=== AIM ===
Below are some records; reproduce every one of them exactly.
===== LISTED ENTRIES
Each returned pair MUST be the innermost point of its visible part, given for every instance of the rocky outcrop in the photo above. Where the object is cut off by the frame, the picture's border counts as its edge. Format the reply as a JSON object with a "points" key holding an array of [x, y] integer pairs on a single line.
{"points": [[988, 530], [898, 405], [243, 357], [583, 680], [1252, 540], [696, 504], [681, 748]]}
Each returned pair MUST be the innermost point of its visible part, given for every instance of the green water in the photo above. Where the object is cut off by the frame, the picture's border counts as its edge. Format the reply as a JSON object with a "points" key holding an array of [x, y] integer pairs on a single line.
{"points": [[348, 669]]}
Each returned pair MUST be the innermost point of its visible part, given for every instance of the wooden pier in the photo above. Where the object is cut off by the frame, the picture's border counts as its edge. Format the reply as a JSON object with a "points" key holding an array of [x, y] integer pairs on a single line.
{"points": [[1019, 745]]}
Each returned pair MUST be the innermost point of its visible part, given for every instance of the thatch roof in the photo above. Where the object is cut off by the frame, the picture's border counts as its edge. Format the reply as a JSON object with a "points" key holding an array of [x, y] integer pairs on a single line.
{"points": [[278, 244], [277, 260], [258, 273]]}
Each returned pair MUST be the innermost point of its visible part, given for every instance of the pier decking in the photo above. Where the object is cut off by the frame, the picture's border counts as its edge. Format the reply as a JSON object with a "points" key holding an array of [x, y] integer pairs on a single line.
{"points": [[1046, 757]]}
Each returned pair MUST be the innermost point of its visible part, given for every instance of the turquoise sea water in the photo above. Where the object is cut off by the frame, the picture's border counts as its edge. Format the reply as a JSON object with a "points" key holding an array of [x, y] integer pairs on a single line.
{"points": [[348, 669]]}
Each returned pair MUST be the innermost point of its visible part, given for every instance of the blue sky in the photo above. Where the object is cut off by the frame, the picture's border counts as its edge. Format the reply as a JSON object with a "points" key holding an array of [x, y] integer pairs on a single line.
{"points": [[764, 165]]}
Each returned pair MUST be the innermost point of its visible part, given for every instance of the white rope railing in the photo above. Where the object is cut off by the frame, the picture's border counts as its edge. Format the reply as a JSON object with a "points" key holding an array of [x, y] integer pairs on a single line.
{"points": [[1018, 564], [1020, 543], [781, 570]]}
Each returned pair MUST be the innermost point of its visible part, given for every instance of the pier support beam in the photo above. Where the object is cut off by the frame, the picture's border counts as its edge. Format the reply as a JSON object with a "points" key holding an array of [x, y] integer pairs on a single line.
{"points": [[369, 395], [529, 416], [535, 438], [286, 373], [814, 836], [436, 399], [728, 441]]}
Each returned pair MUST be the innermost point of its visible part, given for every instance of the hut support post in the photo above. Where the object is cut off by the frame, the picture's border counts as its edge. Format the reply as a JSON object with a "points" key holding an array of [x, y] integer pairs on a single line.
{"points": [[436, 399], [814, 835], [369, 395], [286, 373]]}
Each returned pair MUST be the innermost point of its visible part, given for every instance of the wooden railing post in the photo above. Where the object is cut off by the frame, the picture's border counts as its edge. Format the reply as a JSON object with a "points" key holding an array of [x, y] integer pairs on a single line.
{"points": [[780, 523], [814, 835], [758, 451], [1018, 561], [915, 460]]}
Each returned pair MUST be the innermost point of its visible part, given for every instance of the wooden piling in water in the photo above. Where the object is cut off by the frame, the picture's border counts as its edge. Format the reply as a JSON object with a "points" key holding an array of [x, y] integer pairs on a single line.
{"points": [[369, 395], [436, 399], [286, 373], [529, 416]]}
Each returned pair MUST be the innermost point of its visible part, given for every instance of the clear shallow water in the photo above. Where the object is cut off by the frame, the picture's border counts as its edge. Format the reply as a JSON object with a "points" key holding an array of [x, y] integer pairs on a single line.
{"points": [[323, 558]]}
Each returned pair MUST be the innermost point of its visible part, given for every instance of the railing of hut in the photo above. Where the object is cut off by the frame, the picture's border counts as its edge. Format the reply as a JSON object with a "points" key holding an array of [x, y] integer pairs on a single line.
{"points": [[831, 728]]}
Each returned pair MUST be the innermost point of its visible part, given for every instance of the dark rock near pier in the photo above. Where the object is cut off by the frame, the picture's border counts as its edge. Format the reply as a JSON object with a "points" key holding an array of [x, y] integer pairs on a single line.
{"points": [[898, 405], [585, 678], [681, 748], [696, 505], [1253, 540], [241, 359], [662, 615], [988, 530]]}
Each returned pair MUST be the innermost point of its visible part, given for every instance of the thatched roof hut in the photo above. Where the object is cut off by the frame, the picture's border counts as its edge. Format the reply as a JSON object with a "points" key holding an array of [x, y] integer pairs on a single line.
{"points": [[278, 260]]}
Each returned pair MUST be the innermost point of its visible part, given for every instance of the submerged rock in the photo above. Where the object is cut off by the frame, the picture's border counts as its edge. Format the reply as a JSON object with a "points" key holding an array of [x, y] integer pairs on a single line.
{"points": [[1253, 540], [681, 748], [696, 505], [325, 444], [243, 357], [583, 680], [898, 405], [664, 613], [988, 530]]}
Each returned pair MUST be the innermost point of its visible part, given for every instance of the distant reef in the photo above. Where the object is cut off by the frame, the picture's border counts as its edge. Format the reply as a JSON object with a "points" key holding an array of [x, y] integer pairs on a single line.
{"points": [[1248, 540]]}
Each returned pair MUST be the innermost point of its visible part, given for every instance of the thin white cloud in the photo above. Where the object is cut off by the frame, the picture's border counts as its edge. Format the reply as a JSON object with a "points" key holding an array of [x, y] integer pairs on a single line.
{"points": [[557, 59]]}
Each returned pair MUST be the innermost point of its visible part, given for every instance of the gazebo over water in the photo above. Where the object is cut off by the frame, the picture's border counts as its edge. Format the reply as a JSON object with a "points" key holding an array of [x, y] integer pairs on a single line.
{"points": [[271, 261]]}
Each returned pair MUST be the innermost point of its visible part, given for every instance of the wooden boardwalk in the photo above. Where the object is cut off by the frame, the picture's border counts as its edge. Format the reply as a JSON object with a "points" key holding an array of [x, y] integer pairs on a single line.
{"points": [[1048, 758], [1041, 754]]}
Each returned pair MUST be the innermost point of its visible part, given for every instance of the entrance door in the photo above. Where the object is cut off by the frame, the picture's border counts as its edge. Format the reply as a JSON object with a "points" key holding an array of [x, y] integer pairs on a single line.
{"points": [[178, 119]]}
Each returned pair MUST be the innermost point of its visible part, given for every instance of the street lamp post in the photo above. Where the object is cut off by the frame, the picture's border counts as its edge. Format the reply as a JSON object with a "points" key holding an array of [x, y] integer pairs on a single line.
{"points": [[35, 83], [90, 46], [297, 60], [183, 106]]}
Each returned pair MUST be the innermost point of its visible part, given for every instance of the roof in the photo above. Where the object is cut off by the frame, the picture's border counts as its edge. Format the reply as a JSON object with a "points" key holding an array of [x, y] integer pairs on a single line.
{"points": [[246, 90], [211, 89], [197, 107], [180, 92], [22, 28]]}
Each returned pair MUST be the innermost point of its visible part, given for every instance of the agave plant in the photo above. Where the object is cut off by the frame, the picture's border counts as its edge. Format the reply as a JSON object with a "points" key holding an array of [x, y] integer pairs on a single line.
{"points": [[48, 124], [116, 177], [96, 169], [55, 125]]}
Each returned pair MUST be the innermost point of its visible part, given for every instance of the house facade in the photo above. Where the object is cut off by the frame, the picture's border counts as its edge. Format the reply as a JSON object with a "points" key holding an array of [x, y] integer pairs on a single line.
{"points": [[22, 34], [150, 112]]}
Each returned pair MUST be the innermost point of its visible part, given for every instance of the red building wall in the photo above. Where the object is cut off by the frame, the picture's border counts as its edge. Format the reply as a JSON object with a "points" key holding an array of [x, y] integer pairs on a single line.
==========
=== RESPONSE FOR THIS EXERCISE ===
Each returned pair MUST be the innermost point of its visible part, given for every instance of the rocky outcrop in the photo above. Where the object is cut off by the frame, the picture's border counts as its edge. Format the reply as a JSON object with a "points" key holding an array of [x, y] integer pairs on a single line.
{"points": [[988, 530], [898, 405], [243, 357], [583, 680], [1252, 540], [696, 504], [681, 748]]}
Each returned pair MUST be the innermost point of its visible part, given for every instance of the green water in the photo above. Where the object is cut off by the frame, the picture's border counts as its edge. Format the reply as a JSON object with a "points" key holding an array of [x, y] integer pairs on a single line.
{"points": [[348, 669]]}
Each returned pair MUST be the innermost point of its visible part, given for every instance of the wooden pier in the photo above. Where the object is cut off by the frame, the picture's border counts as its edge. Format the reply as a JSON object with a "points" key holding an array of [x, y] integer pairs on a single line.
{"points": [[1019, 745]]}
Each returned pair MUST be the innermost point of its visible part, given for every instance of the thatch roof in the photo above. Where the object is cut off by the frame, the picture's border counts as its edge. Format the reply as a JSON object with a "points" key holding an array of [x, y] integer pairs on a single line.
{"points": [[278, 244], [277, 260], [258, 273]]}
Each returned pair MUST be the innermost point of its visible part, given for every instance of the pier decking in the photo above. Where the object is cut off by the frame, the picture's border counts as its edge. Format the reply as a JSON object with a "points" key holding an array of [x, y] integer pairs on a single line.
{"points": [[1046, 757]]}
Each returned pair MUST be the innermost point of its visible part, given for every instance of the turquoise sea water in the photo above. Where the object is cut off by the frame, the picture's border counts as its edge. Format the reply as a JSON object with a "points" key holding an array of [x, y] integer pairs on a single line.
{"points": [[348, 669]]}
Each returned pair MUST be the innermost point of its visible part, given for every instance of the blue sky in the photo above. Where the object is cut off by the frame, the picture's border counts as its edge. Format the reply as a JSON object with a "points" key holding an array of [x, y] integer pairs on a single line.
{"points": [[764, 165]]}
Each returned pair MUST be the innermost point of its visible part, given for every instance of the white rope railing in the photo above. Where the object is cut off by the frame, the picture's border counts as its edge. Format the reply as a JSON object with a "points" key holding an array of [x, y] integer pairs on a single line.
{"points": [[1018, 564], [1020, 543], [781, 570]]}
Each returned pair MUST be the innermost point of its visible part, given for every instance of the pier support beam in the photo above. Where the object is cut off by the frame, the picture's border counts as its edge. Format the reply as a JSON object with a "points" key holding an array of [x, y] integer pairs on a single line.
{"points": [[369, 395], [529, 416], [535, 438], [286, 373], [814, 836], [436, 399], [728, 441]]}
Each returned pair MUST be the innermost point of its visible part, given for every instance of the hut support post in the photo above. Where the object is cut off by the frame, the picture's border counts as its edge. Format the reply as a JSON object with a "points" key holding an array of [x, y] integer pairs on a single line.
{"points": [[436, 399], [814, 835], [369, 395], [286, 373]]}
Each returned pair MUST be the innermost point of its visible part, given for every instance of the wooden railing post in the photo above. Where the object is cut off by the frame, the picture's border counts as its edge. Format the reply as a JSON object with a "points" key holding an array of [x, y] integer pairs on a single line.
{"points": [[780, 523], [814, 835], [758, 451], [1018, 561], [915, 460]]}
Each returned pair MUST be the innermost point of its visible part, given for every instance of the wooden piling in water in the photo above. Where the object is cut off by the frame, the picture's border counts as its edge. Format the reply as a JSON object with a "points" key holding an array of [x, y] integer pairs on a single line.
{"points": [[369, 395], [436, 399], [286, 373], [529, 416]]}
Each returned pair MUST be the innermost point of its visible part, given for every instance of the clear shallow water in the photo above. Where the object is cut off by the frame, the picture's border counts as its edge. Format the reply as a JSON object with a "points" key holding an array of [x, y] integer pairs on a single line.
{"points": [[323, 558]]}
Each returned pair MUST be the innermost point of its visible part, given for every instance of the railing of hut in the photo above. Where the object is cut off by the frame, the picture's border counts as its edge. Format the reply as a JSON object with a "points" key holding an array of [x, y] integer pairs on a single line.
{"points": [[831, 728]]}
Each returned pair MUST be the innermost point of its visible part, given for every instance of the dark rock near pier in the photo above. Where the object is cut off by the frame, the picture's border counts as its edge. Format the reply as a JSON object with a "points" key holding an array of [x, y] integer pairs on a single line.
{"points": [[898, 405], [585, 678], [681, 748], [696, 505], [1253, 540], [241, 359], [662, 615], [988, 530]]}
Each returned pair MUST be the innermost point of its visible part, given for every instance of the thatched roof hut in the photo above. Where the object is cut off by the frame, the picture's border counts as its edge. Format the reply as a JSON object with a "points" key holding an array of [x, y] integer pairs on a single line.
{"points": [[278, 260]]}
Each returned pair MUST be the innermost point of its visible part, given for every instance of the submerged rock in the photo above. Where the object is cut off by the frame, the picture's border counts as its edge. Format the reply as a JSON object with a "points" key holding an array of [x, y] integer pairs on a single line.
{"points": [[1253, 540], [681, 748], [696, 505], [325, 444], [243, 357], [583, 680], [898, 405], [664, 613], [988, 530]]}
Each returned pair MUST be the innermost point of its visible part, given for every instance of the distant reef in the photo above. Where the object is cut off by the frame, the picture's border counts as its edge. Format the reply as a JSON object with a "points" key holding an array of [x, y] integer pairs on a single line.
{"points": [[1248, 540]]}
Each returned pair MUST be the innermost point of its visible part, given for every instance of the thin white cloud in the photo above. Where the object is cut off by the frame, the picture's border counts as its edge. Format the reply as a JSON object with a "points" key holding an array of [x, y] integer pairs on a single line.
{"points": [[557, 59]]}
Each returned pair MUST be the innermost point of its visible part, given for every instance of the gazebo over water in the photo above. Where the object is cut off by the frame, the picture's border counts as its edge. Format the reply as a JSON object with a "points" key holding an array of [x, y] integer pairs on a single line.
{"points": [[271, 261]]}
Each returned pair MUST be the innermost point of its visible part, given for every instance of the wooden boardwalk in the photo above. Where the object is cut off by the frame, the picture's border counts as its edge. Format the reply as a JSON object with a "points" key holding an array of [x, y] integer pairs on a single line.
{"points": [[1048, 758], [1041, 754]]}
Each returned pair MUST be the innermost point of its visible part, given for every instance of the entrance door in the photo above. Where the object is cut off by the frame, the picture's border counts as its edge. Format the reply as a JSON object with a "points" key holding an array of [x, y] integer pairs on a single line.
{"points": [[178, 119]]}
Each returned pair MUST be the innermost point of its visible part, given for every instance of the street lamp post in the photo above. Where the object is cut off by the frame, the picture's border counts as its edge. Format the reply as a JSON object with a "points" key holding an array of [x, y] integer pairs on a single line.
{"points": [[35, 83], [90, 46], [297, 60], [183, 106]]}
Each returned pair MUST be the innermost point of its visible part, given for every instance of the roof in the photo above. Where the object is cut off by the frame, the picture's border counts as its edge. Format the reply as a JSON object with a "points" key holding an array of [x, y] integer pairs on a single line.
{"points": [[246, 90], [211, 89], [197, 107], [180, 92], [22, 28]]}
Each returned pair MUST be the innermost point of its visible part, given for every instance of the agave plant in the photo above. Where the object is cut off by the frame, the picture's border counts as its edge. Format the reply as a JSON object with a "points" key holding an array of [x, y] integer pairs on a single line.
{"points": [[48, 124], [116, 177], [96, 169], [55, 125]]}
Each returned pair MUST be the innermost point of its visible part, given for every instance of the house facade in the photo above. Where the object is cut off by the frame, the picture's border counts as its edge. Format the reply as a JSON object with a "points" key holding an array of [x, y] integer pairs on a single line.
{"points": [[22, 34], [150, 112]]}
Each returned pair MUST be the innermost point of its visible part, given for every instance of the red building wall in the photo above. Where the object is cut off by the frame, the picture's border counts as its edge. Format the reply as a JSON object with a "points" key holding an array of [x, y] integer pairs on a single line.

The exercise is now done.